• **Текст**
Содержание
«Военная Литература»
Проза войны

О том же

Недавно я видел одну пьесу; в ней фронтовики, вернувшись после победы домой, находят исключительно совестливых управдомов и еще более совестливых девушек. Может быть, будет так, может быть, и не совсем так: я знаю разных управдомов и разных девушек. Пишу я об этом потому, что война продолжается, суровая и жестокая война. Конечно, в минуту затишья и фронтовик помечтает о том, как он вернется домой; но быстро «поиски разведчиков и бои местного значения» напоминают ему о действительности. Тогда он начинает думать не о возвращении в Барнаул или в Полтаву, а о посещении Берлина. Прежде чем выяснить вопрос об управдомах и девушках, фронтовики твердо решили заглянуть в Берлин, и к этому посещению они относятся страстно, ревниво; читая телеграммы из-за границы, с вполне справедливой тревогой они спрашивают себя: понесут ли злодеи заслуженную кару? Так и будет, говорят бойцы, думая о предстоящем возмездии.

• **Задания**
1: Перечислите все города, названные в тексте о фронтовиках.
2: Продолжите текст о фронтовиках с того места, где он заканчивается.

• **Записи разметки областей**
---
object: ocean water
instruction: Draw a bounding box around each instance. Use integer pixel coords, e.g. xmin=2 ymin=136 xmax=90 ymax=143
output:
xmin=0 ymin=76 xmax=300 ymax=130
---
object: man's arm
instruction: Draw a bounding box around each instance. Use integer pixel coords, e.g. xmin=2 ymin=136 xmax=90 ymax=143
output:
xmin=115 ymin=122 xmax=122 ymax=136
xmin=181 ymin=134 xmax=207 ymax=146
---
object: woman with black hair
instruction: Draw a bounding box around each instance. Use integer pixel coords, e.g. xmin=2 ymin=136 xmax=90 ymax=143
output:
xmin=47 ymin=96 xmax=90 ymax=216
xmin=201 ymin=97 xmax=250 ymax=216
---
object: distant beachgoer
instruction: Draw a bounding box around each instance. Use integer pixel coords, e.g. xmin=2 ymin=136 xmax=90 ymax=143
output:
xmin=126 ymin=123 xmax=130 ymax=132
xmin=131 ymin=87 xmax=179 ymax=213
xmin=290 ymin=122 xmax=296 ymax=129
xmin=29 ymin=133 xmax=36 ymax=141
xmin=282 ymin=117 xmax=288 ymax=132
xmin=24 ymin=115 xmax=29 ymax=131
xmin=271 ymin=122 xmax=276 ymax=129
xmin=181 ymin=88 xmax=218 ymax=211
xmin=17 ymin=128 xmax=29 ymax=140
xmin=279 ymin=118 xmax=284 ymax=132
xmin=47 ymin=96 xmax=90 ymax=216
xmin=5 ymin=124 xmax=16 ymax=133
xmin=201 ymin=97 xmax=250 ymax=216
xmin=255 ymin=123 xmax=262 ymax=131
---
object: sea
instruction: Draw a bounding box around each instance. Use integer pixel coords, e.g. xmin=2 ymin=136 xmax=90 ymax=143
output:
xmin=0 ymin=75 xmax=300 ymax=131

• **Ответы**
1: Барнаул, Полтава, Берлин.

2:
Если некоторые легкомысленные люди в тылу порой забывают, что война далеко не кончилась, фронт знает правду. Никто не ждал, что вор сам полезет в петлю. Немцы отчаянно защищаются; пользуясь своими ничтожными успехами на Западе, они пробуют омолодиться, тряхнуть стариной, выдать синяки за медали. Гитлер не нашел ничего лучше, как учредить новый орден для своей битой армии: «золотой дубовый лист с мечами и бриллиантами». Что же, пусть за падение каждого города он раздает своим фельдмаршалам и генералам листья с бриллиантами: это листопад Германии. Геббельсу, тому мало дубов, он ссылается на лавры. Этот блудливый пигмей пишет: «Мы не собираемся опочить на лаврах». Что принял он за лавры? Перемещение боев с улиц Сталинграда на улицы Будапешта? Или пивнушки Дюрена вместо песков Египта? Никогда немецкая ведьма не почивала на лаврах; но слишком долго она почивала на матрацах, набитых волосами мучениц из Майданека и Треблинки. Теперь ведьме не до сна, ее равно пугают и гроза над Венгрией, и тишина над Пруссией. Геббельс пишет: «Враги начали атаку наших душ». Ложь!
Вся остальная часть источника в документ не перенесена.